**AIM**
Return each line of the records below that contains the word "wheel".

**DATASET ROWS**
#####

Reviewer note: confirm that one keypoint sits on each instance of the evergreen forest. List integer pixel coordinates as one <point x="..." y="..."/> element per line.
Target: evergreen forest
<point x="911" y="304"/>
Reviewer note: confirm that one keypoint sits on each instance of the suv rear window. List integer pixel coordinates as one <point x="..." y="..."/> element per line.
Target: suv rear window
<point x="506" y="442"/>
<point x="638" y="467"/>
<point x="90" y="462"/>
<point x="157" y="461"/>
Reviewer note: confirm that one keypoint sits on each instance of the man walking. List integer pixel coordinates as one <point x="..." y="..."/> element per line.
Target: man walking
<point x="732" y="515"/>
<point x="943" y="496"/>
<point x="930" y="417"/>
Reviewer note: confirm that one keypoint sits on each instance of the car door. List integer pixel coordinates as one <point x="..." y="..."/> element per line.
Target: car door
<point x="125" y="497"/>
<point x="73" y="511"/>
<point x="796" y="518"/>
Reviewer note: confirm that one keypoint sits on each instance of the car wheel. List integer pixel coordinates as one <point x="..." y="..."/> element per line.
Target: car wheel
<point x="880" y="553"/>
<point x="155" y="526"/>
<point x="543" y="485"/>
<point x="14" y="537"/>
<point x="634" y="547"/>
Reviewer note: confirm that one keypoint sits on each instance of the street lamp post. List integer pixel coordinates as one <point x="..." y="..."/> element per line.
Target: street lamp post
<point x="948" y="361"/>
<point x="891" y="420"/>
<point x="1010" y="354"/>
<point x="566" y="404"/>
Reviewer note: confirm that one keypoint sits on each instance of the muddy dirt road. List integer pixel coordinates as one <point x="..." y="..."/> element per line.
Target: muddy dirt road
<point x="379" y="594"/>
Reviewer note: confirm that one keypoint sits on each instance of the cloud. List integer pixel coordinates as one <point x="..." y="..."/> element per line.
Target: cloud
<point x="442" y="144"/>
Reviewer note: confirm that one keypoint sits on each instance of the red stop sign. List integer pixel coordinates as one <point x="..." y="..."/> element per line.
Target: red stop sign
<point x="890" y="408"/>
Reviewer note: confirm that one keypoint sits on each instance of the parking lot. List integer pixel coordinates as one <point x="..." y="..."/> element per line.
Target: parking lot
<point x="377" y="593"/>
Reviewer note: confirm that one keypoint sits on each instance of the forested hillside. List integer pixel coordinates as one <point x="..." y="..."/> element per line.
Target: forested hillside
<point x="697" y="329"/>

#####

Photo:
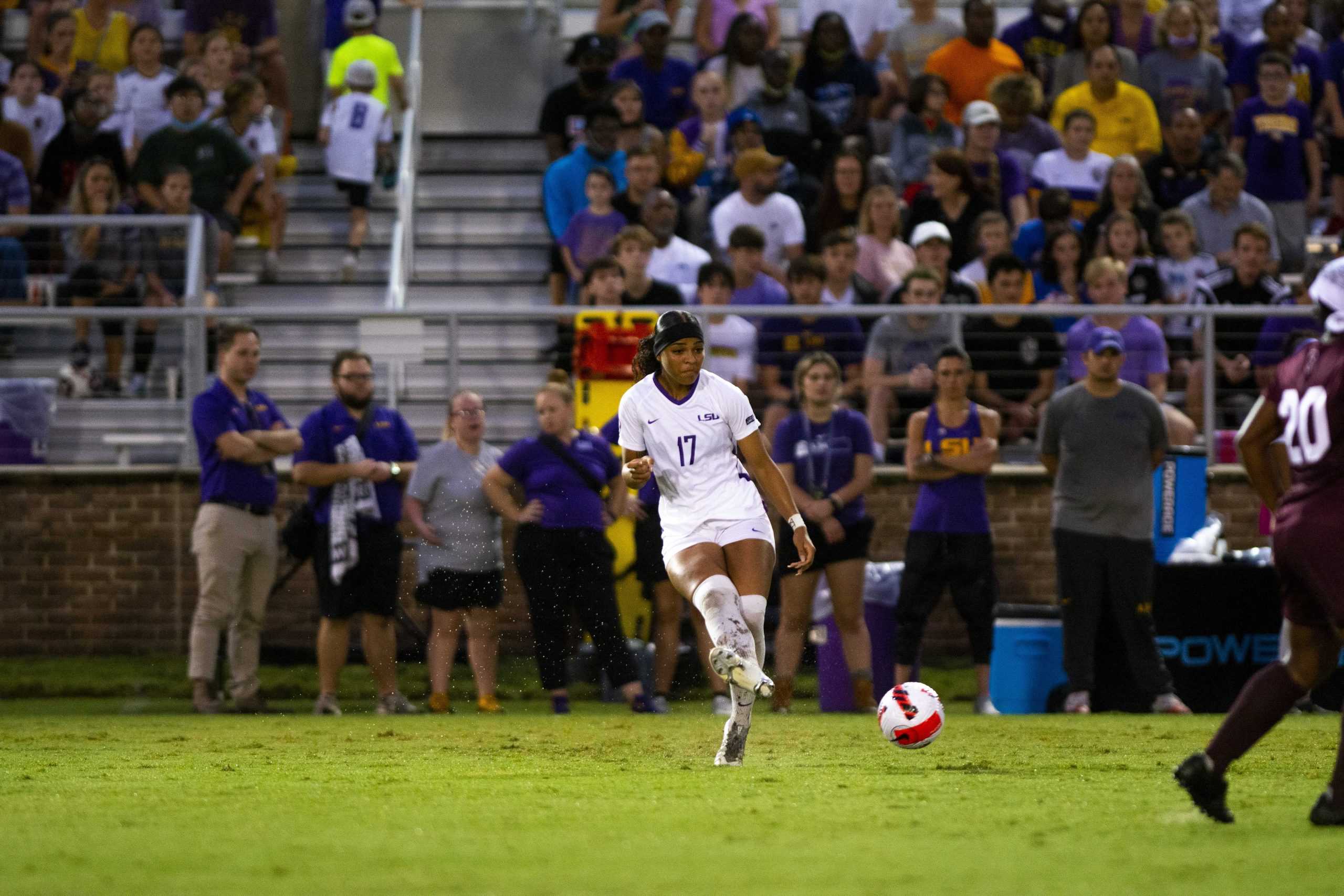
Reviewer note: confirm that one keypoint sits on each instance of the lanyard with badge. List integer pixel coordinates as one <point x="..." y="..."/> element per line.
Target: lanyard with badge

#####

**RESULT FOR THIS TASK**
Reviewer note: confirm that one keypoint sits on each instance of the car wheel. List integer pixel coordinates as one <point x="..." y="..."/> element per line.
Target: car wheel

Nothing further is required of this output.